--- Assignment ---
Retype the entries below word for word, leaving none out.

--- Records for this exercise ---
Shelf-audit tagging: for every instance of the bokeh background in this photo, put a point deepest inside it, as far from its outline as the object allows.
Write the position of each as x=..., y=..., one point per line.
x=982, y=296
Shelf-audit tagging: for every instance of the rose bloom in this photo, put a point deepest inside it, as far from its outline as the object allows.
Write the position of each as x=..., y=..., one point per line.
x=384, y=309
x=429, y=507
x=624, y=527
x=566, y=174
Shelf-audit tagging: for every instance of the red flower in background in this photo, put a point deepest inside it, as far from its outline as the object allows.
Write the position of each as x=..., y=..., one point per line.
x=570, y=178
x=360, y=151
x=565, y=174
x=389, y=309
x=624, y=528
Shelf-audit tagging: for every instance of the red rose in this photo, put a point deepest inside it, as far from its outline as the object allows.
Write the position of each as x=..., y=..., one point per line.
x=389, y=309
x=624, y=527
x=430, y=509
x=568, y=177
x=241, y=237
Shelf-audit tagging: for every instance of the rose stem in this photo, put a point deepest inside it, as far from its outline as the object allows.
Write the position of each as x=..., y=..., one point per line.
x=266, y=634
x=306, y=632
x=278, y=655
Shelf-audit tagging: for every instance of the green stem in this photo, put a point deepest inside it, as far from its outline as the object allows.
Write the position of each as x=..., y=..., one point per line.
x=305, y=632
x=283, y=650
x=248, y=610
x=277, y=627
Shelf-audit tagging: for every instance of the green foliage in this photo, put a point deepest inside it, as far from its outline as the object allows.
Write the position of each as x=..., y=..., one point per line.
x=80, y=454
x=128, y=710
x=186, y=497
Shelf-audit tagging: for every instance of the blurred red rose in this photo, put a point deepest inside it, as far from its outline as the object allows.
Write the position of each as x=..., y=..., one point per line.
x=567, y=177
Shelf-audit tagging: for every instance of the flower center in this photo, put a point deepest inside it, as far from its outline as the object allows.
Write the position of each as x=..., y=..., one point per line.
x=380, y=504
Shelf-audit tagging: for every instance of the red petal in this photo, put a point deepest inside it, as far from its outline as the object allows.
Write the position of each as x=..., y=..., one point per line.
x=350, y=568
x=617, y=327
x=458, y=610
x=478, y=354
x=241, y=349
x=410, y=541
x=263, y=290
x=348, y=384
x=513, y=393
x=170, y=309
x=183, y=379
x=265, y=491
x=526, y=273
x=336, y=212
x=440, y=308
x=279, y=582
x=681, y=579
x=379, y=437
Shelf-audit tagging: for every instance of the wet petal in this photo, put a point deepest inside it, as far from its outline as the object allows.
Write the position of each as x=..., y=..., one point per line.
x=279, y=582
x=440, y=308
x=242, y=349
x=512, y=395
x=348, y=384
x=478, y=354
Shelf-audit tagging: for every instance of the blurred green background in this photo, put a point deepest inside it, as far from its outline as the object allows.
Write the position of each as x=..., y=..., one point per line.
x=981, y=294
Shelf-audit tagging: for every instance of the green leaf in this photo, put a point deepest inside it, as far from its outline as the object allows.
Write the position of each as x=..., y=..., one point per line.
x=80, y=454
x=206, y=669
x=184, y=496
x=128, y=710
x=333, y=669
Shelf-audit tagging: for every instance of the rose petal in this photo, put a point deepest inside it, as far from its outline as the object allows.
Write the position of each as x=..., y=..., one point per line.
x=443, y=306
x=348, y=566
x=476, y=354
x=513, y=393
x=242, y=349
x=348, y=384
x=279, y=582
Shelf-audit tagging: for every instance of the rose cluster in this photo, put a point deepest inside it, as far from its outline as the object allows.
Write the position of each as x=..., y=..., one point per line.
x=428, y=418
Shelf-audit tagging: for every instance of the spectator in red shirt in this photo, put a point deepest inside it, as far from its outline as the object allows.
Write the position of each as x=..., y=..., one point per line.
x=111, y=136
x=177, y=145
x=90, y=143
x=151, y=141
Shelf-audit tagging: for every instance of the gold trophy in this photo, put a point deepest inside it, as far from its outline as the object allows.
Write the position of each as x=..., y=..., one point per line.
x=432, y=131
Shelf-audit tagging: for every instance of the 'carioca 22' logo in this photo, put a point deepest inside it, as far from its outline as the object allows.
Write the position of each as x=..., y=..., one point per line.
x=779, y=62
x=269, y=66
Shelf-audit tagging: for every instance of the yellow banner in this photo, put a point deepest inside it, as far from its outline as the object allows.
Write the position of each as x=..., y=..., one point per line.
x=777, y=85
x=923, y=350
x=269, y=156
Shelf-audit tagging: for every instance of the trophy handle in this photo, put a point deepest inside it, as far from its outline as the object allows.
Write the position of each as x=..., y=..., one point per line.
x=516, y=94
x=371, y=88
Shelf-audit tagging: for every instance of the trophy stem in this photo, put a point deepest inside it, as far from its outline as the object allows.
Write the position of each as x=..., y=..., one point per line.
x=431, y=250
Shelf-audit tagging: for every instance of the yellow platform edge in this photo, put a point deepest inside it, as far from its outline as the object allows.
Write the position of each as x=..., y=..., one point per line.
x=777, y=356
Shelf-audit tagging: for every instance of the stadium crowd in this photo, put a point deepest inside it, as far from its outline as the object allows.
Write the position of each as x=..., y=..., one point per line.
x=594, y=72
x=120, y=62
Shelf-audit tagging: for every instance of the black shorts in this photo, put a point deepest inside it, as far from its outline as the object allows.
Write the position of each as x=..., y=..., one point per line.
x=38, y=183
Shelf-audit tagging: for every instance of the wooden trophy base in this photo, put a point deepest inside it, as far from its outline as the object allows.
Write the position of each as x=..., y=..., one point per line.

--- Completed exercise ---
Shelf-audit tagging: for every instance of the bokeh background in this photo, put a point deepest inside it, as far from its outline as the object allows.
Write the position of each as x=..., y=..., one point per line.
x=982, y=296
Shelf-audit tagging: for every instance of the rose bloom in this photo, put a point deepest inside it, as far from its outline as the object allows.
Write the position of each as x=..., y=..., one point per line.
x=384, y=309
x=429, y=507
x=624, y=527
x=566, y=174
Shelf-audit tagging: for every instance of the red flower in background in this photo, put a point deepest inside it, as far from its outline as the object allows.
Write the position of each as x=..., y=..., one point per line.
x=570, y=178
x=360, y=151
x=565, y=174
x=389, y=309
x=624, y=528
Shelf-audit tagging: for every instance of the red rose in this photo, put a point deepest inside it, as far from its outline as the object allows.
Write the position of each as x=..., y=..., one point per line.
x=389, y=309
x=624, y=527
x=430, y=509
x=568, y=177
x=241, y=237
Shelf-audit tagging: for every instance of the rose stem in this photo, put a point deepest inside it, as far from its outline as the object allows.
Write the position of each as x=..., y=..., one point per line.
x=266, y=634
x=306, y=632
x=278, y=655
Shelf-audit tagging: for every instance of the green stem in this photo, put a point deepest inside it, as far from its outline as the object allows.
Write the position of each as x=..., y=..., one point per line.
x=305, y=632
x=283, y=650
x=248, y=610
x=277, y=627
Shelf-audit tagging: for every instance of the green foliage in this photo, put a point deepest inside it, as far from its outline as the object allows.
Write the position of each as x=..., y=..., one point per line.
x=80, y=454
x=128, y=710
x=186, y=497
Shelf-audit tagging: for every instance of the blurred red rose in this photo, put a point deepest inside it, as far from its outline as the object allows.
Write the position of each as x=..., y=..., one point per line.
x=567, y=177
Shelf-audit tagging: for every instance of the flower center in this photo, put a point deepest inside it, as far from its outline as the object allows.
Write the position of each as x=..., y=..., one point per line.
x=380, y=504
Shelf-audit tagging: for every instance of the red petal in this photo, put a point deepest inside it, as far from its outline as the object allows.
Write the position of each as x=..., y=..., one point per line.
x=350, y=568
x=617, y=327
x=458, y=610
x=478, y=354
x=241, y=349
x=410, y=541
x=263, y=290
x=348, y=384
x=513, y=393
x=170, y=309
x=183, y=379
x=265, y=491
x=526, y=273
x=336, y=212
x=440, y=308
x=279, y=582
x=681, y=579
x=379, y=437
Shelf-audit tagging: for every instance of the wet petal in this photo, put a point deepest inside it, as far from its outline as the object allows.
Write the position of each as x=..., y=..., one point per line.
x=279, y=582
x=440, y=308
x=242, y=349
x=512, y=395
x=348, y=384
x=478, y=354
Shelf-audit tagging: for every instance of the blurred green background in this photo, put a point deepest inside it, as far from its outline as the object allows.
Write the position of each as x=..., y=..., one point per line.
x=981, y=294
Shelf-audit tagging: for every instance of the green leaf in this photo, put a point deepest inside it, as far from its outline as the object allows.
Write the position of each as x=..., y=..., one point per line.
x=80, y=454
x=206, y=669
x=184, y=496
x=128, y=710
x=333, y=669
Shelf-audit tagging: for every instance of the rose petal in this photo, put a point deepest inside it, as far from its outline as the object allows.
Write the position of each as x=..., y=..., one point per line.
x=443, y=306
x=348, y=566
x=476, y=354
x=513, y=393
x=242, y=349
x=348, y=384
x=279, y=582
Shelf-audit tagging: for every instance of the rose cluster in this photo, put a point deepest inside it, as far from its outline as the object allows.
Write the position of each as x=..., y=..., one point per line.
x=428, y=418
Shelf-audit tagging: for every instance of the spectator in red shirt in this photo, put a point deepest inside it, as far from its outline as the object allows.
Write the position of each as x=..., y=..., one point per line.
x=111, y=136
x=177, y=145
x=90, y=143
x=151, y=141
Shelf-audit tagging: for every instance of the gold trophy in this photo, put a point deepest inside it, as far from its outline as the object allows.
Write the position of each as x=..., y=..., one point per line.
x=432, y=131
Shelf-audit tagging: for every instance of the 'carioca 22' logo in this photo, put a point deepest inside it, as far from its outline as the object allows.
Write the position of each as x=..., y=..., one point per line.
x=779, y=62
x=269, y=66
Shelf-audit tagging: for every instance of the yellow banner in this photo, put a point deepest inside it, as far from its outline as the object allows.
Write the position of each as x=..., y=..., one point per line.
x=777, y=85
x=923, y=350
x=269, y=156
Shelf-audit tagging: for every instance of the trophy handle in this photo, put a point deepest inside it, as far from its outline as the object allows.
Write the position of each as x=..., y=..., one point per line.
x=516, y=94
x=371, y=88
Shelf-audit tagging: for every instance of the trophy stem in this photo, put a point deepest inside it, as far from its outline as the object allows.
Write the position of each as x=..., y=..., one point per line.
x=431, y=250
Shelf-audit tagging: for every instance of the yellow platform edge in this photo, put a point deepest inside it, as far from its outline as the object allows.
Write the position of each as x=..., y=..., one point per line.
x=777, y=356
Shelf-audit tagging: for every instance of the stadium crowd in this photo, put a point deepest inside it, as far from its outline as the object allows.
Write the position of each as x=..., y=..., one point per line.
x=594, y=72
x=120, y=62
Shelf-audit tagging: for every instance of the black shorts in this photo, put a point deepest inside it, as far from its outline as the object allows.
Write the position of each as x=..., y=..., one point per line.
x=38, y=183
Shelf-audit tagging: for every instance of the wooden trophy base in this photo, put a point deepest inside it, as far from its outline as the object allows.
Write the position of each as x=..., y=..., one point per line.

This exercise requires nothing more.